(Task directions)
Select each line of the listing below that contains the string "black", matching case exactly, and copy those lines.
※ ※ ※
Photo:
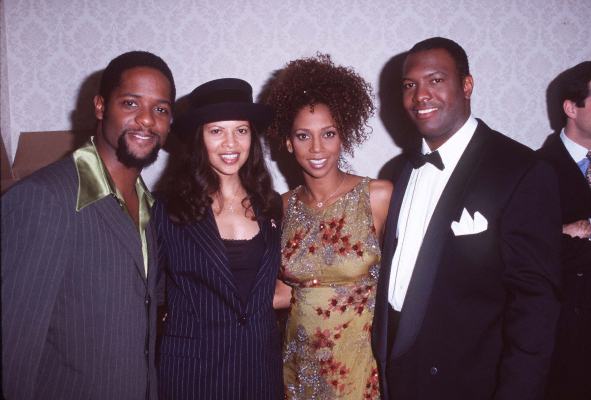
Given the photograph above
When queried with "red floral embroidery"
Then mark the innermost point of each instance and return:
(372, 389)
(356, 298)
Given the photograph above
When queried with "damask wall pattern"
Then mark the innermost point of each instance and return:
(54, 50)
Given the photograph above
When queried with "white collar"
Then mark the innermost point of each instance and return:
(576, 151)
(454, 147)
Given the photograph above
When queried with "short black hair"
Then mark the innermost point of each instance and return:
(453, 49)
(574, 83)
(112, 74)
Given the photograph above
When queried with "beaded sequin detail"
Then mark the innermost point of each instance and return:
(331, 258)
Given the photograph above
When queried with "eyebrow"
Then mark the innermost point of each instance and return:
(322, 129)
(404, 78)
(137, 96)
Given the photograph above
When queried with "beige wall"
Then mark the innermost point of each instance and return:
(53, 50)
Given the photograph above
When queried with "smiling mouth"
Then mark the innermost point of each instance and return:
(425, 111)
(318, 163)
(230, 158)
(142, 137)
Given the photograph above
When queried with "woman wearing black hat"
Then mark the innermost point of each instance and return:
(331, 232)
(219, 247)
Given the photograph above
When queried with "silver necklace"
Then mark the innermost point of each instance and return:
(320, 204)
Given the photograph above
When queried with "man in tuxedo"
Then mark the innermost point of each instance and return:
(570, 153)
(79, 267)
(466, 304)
※ ※ ※
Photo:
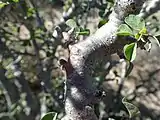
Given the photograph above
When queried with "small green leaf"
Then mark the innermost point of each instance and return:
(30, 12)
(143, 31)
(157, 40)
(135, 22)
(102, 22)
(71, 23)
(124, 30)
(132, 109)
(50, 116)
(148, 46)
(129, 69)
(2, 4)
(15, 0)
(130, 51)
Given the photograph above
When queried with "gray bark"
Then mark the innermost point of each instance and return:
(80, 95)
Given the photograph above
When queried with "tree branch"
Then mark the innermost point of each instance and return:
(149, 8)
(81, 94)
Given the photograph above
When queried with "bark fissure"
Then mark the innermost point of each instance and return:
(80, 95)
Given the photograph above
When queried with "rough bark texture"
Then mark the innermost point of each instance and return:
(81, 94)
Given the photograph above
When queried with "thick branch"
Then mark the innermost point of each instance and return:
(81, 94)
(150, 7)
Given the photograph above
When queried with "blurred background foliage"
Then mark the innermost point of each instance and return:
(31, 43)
※ ※ ※
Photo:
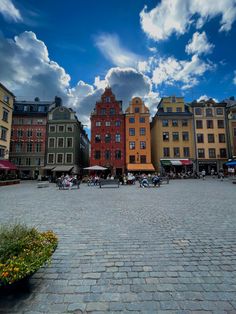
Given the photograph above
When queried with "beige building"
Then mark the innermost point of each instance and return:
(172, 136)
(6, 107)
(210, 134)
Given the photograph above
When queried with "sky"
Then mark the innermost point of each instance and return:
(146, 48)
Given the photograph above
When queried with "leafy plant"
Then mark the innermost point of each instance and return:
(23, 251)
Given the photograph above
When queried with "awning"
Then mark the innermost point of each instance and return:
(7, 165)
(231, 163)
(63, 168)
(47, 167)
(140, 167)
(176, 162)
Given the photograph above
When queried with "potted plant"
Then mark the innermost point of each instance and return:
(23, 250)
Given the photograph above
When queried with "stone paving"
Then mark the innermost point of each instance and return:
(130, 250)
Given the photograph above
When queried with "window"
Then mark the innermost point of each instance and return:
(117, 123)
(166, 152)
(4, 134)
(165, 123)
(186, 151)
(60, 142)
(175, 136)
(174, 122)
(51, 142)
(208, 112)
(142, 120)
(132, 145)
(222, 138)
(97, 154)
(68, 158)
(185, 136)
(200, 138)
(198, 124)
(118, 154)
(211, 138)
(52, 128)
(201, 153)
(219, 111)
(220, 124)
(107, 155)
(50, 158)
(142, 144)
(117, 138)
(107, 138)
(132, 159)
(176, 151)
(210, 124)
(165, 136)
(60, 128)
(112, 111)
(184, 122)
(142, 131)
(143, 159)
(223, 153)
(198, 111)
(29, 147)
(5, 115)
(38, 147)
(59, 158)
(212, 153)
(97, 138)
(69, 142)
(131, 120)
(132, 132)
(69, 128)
※ ※ ※
(Task solution)
When queried with "short black hair"
When queried with "woman wearing black hat"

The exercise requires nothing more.